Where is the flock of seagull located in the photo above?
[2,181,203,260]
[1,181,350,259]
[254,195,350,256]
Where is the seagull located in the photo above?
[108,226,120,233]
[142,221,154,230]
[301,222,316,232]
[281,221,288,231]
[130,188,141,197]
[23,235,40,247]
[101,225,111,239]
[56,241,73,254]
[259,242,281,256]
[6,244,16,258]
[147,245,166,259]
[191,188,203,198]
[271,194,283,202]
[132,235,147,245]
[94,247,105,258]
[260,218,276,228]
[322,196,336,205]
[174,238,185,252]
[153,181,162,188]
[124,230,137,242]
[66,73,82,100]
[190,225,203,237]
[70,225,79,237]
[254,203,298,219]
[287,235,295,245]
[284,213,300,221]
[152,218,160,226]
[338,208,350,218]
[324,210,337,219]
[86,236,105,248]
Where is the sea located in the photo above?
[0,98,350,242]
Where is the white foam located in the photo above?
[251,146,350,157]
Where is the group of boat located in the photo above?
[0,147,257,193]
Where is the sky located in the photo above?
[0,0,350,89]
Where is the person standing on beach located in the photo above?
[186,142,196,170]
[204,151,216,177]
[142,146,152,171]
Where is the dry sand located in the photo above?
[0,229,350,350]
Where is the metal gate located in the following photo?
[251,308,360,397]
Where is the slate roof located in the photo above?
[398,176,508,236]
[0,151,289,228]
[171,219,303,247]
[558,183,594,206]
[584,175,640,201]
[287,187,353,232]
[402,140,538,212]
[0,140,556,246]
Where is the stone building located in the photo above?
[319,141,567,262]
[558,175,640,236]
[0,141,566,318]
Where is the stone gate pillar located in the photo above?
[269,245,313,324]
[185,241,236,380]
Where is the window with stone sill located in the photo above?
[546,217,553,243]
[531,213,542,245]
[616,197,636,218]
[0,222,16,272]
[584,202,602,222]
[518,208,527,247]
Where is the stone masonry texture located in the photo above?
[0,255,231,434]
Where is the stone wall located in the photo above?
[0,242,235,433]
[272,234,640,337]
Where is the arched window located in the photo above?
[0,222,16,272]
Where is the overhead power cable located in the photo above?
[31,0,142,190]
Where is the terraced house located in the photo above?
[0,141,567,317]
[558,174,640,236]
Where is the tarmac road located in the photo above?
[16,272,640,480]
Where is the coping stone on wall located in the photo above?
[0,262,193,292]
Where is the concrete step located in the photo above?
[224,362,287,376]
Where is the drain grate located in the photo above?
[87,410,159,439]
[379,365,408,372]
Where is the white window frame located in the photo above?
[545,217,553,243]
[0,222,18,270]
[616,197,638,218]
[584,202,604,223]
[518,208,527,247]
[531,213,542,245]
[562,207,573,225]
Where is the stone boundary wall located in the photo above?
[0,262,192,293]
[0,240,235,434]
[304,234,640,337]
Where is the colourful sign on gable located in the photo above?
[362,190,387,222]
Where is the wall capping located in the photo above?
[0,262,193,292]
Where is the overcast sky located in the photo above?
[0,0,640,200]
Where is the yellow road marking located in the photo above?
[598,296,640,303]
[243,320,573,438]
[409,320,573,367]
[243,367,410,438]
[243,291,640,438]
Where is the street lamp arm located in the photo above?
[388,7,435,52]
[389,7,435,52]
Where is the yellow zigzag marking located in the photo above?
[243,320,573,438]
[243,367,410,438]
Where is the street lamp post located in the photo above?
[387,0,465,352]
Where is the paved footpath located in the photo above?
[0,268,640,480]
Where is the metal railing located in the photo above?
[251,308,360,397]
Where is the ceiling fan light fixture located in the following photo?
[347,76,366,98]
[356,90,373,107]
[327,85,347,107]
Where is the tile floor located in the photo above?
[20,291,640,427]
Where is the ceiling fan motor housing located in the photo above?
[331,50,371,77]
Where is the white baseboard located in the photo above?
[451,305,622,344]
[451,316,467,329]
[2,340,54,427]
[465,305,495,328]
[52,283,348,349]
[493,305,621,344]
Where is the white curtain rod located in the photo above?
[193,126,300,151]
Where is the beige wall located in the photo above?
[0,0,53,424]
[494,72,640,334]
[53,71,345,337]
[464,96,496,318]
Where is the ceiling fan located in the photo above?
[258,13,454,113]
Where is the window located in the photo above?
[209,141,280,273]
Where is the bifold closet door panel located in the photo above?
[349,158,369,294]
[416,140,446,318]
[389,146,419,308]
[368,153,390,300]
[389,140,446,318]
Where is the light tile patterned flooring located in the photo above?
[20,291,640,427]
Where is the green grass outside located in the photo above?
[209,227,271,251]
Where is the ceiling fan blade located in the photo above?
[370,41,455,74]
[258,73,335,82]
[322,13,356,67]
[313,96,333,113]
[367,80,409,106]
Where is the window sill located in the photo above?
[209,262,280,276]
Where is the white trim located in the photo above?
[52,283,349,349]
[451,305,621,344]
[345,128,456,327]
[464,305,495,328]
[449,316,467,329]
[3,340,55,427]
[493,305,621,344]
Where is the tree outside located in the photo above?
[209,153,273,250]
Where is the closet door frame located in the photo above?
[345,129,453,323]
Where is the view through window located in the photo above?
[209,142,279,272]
########################################
## Problem description
Format the records as a numbered list, starting with the line that contains "Where is the view" and going on through the end of the records. Omit any blank lines.

## Full answer
1. Where is the view through window located in the photo above?
2. [209,142,279,272]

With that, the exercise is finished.